◆ CHECK YOUR UNDERSTANDING
1. In the passage about plants, below what temperature do all the processes of biology occur?
2. Continue the passage about plants from its last sentence.

◆ SOURCE EXTRACT
☆ ☆ ☆ ☆ ☆

And I think it’s very interesting that, at this very high-tech moment in our adventure, the plants return. The humblest of all biology. The plants return and almost stand before us as a beacon and a promise. Have you noticed that plants do all their business with dirt and air? This is something we only wish we could do: build an industrial society based on nothing more than the ambient dirt and the air flowing past. Building sugars and carbohydrates out of gaseous oxygen. I mean, this is quite a trick. The plants stand—both in the psychedelic sense, but then in the larger sense of the vegetable kingdom—they stand for absolute Tao. They stand for the correct way for life to relate to is environment: effortlessly recycling, vegetatively propagating when necessary, sexually propagating when necessary, immune to pain, patient to the tune of centuries, always building up structure, always maintaining a leavening effect on the land. All of these qualities of caregiving and—well, notice, for example, that all the processes of biology occur below the boiling point of water. If we could build societies that did that! We work in the range of hundreds of degrees, thousands of degrees, fusing metals and creating toxicity.

☆ ☆ ☆ ☆ ☆

◆ EXTRACTED INFORMATION
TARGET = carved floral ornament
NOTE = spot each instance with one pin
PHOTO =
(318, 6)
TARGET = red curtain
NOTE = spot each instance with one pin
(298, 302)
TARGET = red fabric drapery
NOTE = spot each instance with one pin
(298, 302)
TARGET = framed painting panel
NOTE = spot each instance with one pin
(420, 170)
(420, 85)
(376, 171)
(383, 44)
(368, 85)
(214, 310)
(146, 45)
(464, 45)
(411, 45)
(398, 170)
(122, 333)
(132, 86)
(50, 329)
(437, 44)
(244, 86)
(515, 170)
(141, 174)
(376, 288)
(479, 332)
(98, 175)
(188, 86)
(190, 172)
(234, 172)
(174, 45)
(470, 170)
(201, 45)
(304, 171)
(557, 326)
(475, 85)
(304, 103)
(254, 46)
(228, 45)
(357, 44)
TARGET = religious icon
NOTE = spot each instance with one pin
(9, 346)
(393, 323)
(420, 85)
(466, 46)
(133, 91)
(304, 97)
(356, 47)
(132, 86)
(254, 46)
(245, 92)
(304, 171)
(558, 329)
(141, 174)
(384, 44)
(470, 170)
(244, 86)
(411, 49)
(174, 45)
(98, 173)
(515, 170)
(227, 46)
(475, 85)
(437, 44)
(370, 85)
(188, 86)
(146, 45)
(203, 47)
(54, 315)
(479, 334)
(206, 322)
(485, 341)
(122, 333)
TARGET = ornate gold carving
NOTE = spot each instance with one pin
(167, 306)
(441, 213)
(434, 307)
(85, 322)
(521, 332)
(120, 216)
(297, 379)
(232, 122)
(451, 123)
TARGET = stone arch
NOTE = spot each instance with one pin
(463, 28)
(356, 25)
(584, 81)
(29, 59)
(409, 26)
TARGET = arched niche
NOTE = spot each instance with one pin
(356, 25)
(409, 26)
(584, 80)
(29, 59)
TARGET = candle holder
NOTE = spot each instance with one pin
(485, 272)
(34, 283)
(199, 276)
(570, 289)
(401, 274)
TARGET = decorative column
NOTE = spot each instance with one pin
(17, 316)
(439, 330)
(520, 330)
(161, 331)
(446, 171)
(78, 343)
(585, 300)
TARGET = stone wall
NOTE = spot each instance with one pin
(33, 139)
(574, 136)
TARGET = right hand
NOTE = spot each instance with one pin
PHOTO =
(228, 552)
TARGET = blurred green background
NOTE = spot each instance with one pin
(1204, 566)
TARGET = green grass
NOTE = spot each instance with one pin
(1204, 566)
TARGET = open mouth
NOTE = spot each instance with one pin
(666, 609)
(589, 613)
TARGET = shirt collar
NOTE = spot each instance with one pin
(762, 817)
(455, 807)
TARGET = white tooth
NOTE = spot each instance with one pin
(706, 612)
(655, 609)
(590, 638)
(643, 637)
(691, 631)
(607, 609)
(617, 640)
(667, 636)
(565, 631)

☆ ☆ ☆ ☆ ☆

◆ EXERCISE RESPONSES
1. Below the boiling point of water.

2.
So I think the psychedelic plant revolution, which is leading toward the nanotechnological revolution—in other words, the imitating of nature at the atomic level in building of machines and the management of processes—what all of this is leading toward is a rarefaction—good alchemical word!—a rarefaction of the human imprint on this planet, a spiritualization of humanity, and a new order of mind: part machine, part human. Notice that the Internet and the computers that it serves are actually made of the materials of the Earth. They’re largely metals, silicon, glass, copper, gold, silver. These are the products of demonic artifice. These are the things which the alchemists dreamed of. They transform space and time. They allow us to speak at a distance. They allow us to wander through libraries thousands of miles distant. No fact is too obscure, no person so hidden, that you can’t reach them. It is, in a way, the perfection of the magical ideal that was developed and unfortunately prematurely launched by Frederick the Elector and his wife here nearby at Heidelberg.
And so I’m involved, as I said, in a process of bringing this story to many people who haven’t heard it. It’s a great story. It’s a great myth that the underground community should make its own. And I used it this evening just as the scaffold for this talk, but I tried to hit the things that are important to me, which are psychedelics, recovery of archaic lifestyles, use of media to subvert existing paradigms, empowerment of the individual through dissolving the ego through psychedelics, and… oh, I don’t know… whatever else! So thank you for your patience and indulgence, and if you have any questions, I’d be glad to answer them.